Directions » Set down exactly the lines from the one containing "Note: one point per instance of the blue" through the last line of the records below, both included, and nothing else.

++++++++++++++++++++

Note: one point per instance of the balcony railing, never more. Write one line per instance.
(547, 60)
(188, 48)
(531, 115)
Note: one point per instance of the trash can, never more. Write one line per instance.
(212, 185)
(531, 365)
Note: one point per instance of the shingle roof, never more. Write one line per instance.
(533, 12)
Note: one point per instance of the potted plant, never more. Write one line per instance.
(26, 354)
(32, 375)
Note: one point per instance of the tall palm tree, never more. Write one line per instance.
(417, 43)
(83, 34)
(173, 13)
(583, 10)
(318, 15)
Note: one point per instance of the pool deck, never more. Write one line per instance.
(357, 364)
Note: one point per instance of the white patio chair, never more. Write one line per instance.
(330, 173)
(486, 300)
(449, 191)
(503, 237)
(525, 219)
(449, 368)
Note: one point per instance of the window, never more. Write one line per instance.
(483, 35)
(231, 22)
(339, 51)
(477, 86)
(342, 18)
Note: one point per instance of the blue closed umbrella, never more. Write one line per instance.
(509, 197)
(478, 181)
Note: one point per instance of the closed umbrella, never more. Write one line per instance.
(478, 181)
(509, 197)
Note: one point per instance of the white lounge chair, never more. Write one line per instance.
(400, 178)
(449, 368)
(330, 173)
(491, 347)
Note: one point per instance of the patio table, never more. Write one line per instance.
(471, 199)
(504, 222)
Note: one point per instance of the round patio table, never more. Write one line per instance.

++++++++++++++++++++

Task response »
Note: one point per instance of the blue closed umbrella, never more. Write one line per instance.
(509, 197)
(478, 181)
Note: one point per instance of the closed umbrella, never more. Write one line per instance.
(478, 181)
(509, 197)
Note: one point per instance of the white lounge chair, never more. Write one line per instance.
(400, 178)
(449, 368)
(330, 173)
(491, 347)
Note: one point per instance of the patio table, never more. Write one line per instance.
(471, 199)
(504, 222)
Note: one point per instance of the round patio table, never more. Write one line per instance.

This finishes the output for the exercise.